* **AIM OF THE TASK**: Reproduce all of the data below with every "Target" swapped for "Object" and nothing else altered. Leave the pictures out.

--*--

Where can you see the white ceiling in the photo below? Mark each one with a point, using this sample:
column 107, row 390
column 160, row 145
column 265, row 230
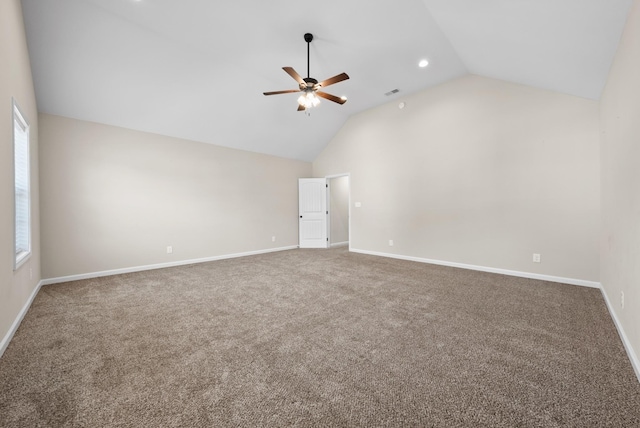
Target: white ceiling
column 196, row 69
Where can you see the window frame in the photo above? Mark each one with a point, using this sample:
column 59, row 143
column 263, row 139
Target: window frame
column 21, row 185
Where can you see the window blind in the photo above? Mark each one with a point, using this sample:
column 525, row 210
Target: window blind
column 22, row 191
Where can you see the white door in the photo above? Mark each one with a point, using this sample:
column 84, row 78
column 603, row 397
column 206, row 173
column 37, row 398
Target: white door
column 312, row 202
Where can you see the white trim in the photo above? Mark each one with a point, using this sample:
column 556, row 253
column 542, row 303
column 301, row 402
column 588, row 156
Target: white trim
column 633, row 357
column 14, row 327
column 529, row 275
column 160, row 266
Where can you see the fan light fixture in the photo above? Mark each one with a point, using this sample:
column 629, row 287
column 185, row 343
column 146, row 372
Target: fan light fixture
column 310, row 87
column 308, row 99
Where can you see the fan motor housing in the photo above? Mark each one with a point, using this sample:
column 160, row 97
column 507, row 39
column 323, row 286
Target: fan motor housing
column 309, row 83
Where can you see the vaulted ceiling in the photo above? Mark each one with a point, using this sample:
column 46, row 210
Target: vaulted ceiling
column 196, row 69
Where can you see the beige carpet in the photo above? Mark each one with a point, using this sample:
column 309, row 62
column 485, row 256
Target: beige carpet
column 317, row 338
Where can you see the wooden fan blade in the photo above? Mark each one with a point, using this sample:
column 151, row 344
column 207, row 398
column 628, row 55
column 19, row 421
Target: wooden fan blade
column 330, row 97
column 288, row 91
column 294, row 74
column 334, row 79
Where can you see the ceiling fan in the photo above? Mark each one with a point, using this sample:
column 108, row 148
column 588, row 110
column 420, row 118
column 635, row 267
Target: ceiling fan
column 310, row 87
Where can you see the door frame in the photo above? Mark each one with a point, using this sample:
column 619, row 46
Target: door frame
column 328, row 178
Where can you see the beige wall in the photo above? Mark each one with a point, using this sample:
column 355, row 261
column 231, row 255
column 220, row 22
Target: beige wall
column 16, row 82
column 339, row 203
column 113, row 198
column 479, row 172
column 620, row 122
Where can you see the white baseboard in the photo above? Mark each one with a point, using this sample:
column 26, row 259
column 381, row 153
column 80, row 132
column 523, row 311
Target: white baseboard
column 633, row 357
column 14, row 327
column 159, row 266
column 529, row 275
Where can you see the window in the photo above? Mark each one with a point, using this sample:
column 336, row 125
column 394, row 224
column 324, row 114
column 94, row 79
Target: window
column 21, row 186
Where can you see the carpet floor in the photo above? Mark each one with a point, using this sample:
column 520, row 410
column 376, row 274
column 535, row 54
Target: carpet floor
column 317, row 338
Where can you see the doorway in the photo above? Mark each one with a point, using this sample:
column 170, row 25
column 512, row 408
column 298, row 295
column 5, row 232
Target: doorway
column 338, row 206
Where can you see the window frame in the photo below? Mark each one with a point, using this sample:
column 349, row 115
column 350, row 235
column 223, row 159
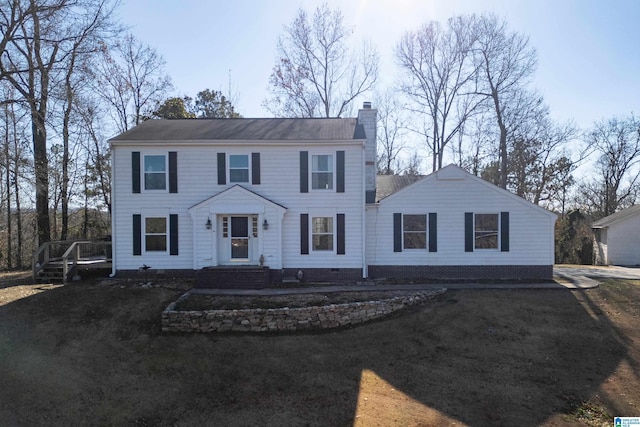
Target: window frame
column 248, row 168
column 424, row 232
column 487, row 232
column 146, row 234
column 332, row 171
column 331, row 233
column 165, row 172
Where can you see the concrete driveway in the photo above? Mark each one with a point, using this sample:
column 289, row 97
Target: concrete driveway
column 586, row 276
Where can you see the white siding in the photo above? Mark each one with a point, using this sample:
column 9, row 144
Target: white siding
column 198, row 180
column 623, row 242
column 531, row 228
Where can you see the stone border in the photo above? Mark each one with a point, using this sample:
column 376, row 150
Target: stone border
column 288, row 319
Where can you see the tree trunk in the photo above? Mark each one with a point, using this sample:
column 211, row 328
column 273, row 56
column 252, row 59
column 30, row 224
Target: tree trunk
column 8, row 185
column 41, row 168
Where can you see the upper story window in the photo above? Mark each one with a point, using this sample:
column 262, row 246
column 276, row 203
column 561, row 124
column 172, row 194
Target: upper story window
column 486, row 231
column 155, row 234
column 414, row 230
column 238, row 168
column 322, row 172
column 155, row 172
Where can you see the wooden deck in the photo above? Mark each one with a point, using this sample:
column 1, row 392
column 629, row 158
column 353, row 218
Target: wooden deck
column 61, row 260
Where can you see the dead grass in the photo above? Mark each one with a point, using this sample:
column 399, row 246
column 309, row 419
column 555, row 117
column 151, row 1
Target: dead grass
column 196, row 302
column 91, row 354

--*--

* **THE REPLY**:
Where can you see the white ceiling in the photo below? Mark each one with a point, using this sample:
column 107, row 390
column 160, row 145
column 265, row 230
Object: white ceiling
column 196, row 69
Where can you see the window frame in the photo above? Mark each one with a point, using this sample:
column 59, row 143
column 263, row 139
Object: window frame
column 21, row 185
Where can you see the window blind in the photo above? Mark each one with a point, using this sample:
column 525, row 210
Object: window blind
column 22, row 191
Where can you see the white door in the photo above? Mark each one with a point, using this sample:
column 84, row 78
column 603, row 397
column 206, row 173
column 37, row 398
Object: white door
column 312, row 202
Where can you see the white trim in the photo above? Mark each one with a point, using this sample:
column 556, row 253
column 542, row 303
column 301, row 402
column 588, row 156
Object: white trim
column 633, row 357
column 14, row 327
column 529, row 275
column 160, row 266
Where can you see the fan light fixture in the photo above? Mark each one with a point, using this sample:
column 629, row 287
column 185, row 343
column 146, row 372
Object: fan light fixture
column 310, row 87
column 308, row 99
Where can you see the fan motor housing in the photo above? Mark each one with a point, using this sample:
column 160, row 97
column 507, row 39
column 323, row 286
Object: fan motor housing
column 309, row 83
Where can you see the vaulted ceiling in the photo above? Mark each one with a point, using this sample:
column 46, row 210
Object: vaulted ceiling
column 196, row 69
Where can you see the beige carpet in the photo above? Mark each one with a point, using this sample:
column 309, row 62
column 485, row 256
Object: beige carpet
column 317, row 338
Where can you see the wooden fan blade in the photo above? Mark each one with a point, using this sample:
column 151, row 344
column 207, row 398
column 628, row 55
column 19, row 421
Object: wooden fan blade
column 330, row 97
column 288, row 91
column 294, row 74
column 334, row 79
Where can you see the ceiling fan in the photo above? Mark each one with a point, using this sample:
column 108, row 148
column 588, row 110
column 420, row 118
column 635, row 267
Object: ceiling fan
column 310, row 87
Where can you see the door frame in the photo above? Mark each one with a point, using this sample:
column 619, row 46
Object: door frame
column 328, row 178
Where can you see the beige wall in the photo above? Mark each one with a point, using this sample:
column 355, row 261
column 231, row 255
column 220, row 22
Object: beige wall
column 16, row 82
column 339, row 203
column 113, row 198
column 479, row 172
column 620, row 122
Where can you see the white baseboard in the photo above? Mark each one with a point, using this sample:
column 26, row 259
column 381, row 153
column 80, row 132
column 523, row 311
Object: white baseboard
column 633, row 357
column 14, row 327
column 159, row 266
column 529, row 275
Where can you see the window in the photo above? Mark each one with a point, using this sample:
column 336, row 125
column 394, row 224
column 324, row 114
column 94, row 79
Object: window
column 21, row 186
Where can you see the carpet floor in the photo above? Mark each one with a point, using this sample:
column 520, row 410
column 376, row 274
column 535, row 54
Object: carpet floor
column 317, row 338
Where can you see the doorway in the photo above? Mark each one with a point, using this sample:
column 170, row 25
column 512, row 408
column 298, row 295
column 5, row 232
Object: doorway
column 338, row 206
Where can you see the window frame in the photo below? Mark each one with a point, using this sample:
column 349, row 115
column 350, row 235
column 223, row 159
Object: window frame
column 248, row 168
column 424, row 232
column 487, row 232
column 146, row 234
column 332, row 171
column 331, row 233
column 165, row 172
Where can you see the concrete driveway in the photo above? Mark each one with a point, using this sample:
column 289, row 97
Object: concrete driveway
column 586, row 276
Where can you see the white siding in the photo above? Mark each one with a point, using this sample:
column 9, row 144
Object: white siding
column 198, row 180
column 623, row 242
column 531, row 228
Where can you see the stone border in the photo above? Mark each one with a point, using this sample:
column 376, row 150
Object: stone border
column 288, row 319
Where can you see the tree trunk in the photo above? Mark each one with a point, using this sample:
column 211, row 328
column 273, row 56
column 252, row 59
column 30, row 224
Object: tree trunk
column 8, row 185
column 41, row 168
Where can you see the upper story window in the photo above? Mark each one with a point, using this sample:
column 262, row 246
column 276, row 203
column 561, row 124
column 172, row 194
Object: upper story window
column 486, row 231
column 155, row 234
column 414, row 230
column 238, row 168
column 322, row 172
column 155, row 172
Where can you see the wooden deck in the photo above? Mark each one with a point, using this sample:
column 1, row 392
column 629, row 158
column 353, row 218
Object: wooden deck
column 61, row 260
Where can you see the dead grass in the photo above? Mark each one with a point, using this sample:
column 399, row 246
column 309, row 419
column 555, row 117
column 151, row 1
Object: dead grass
column 196, row 302
column 91, row 354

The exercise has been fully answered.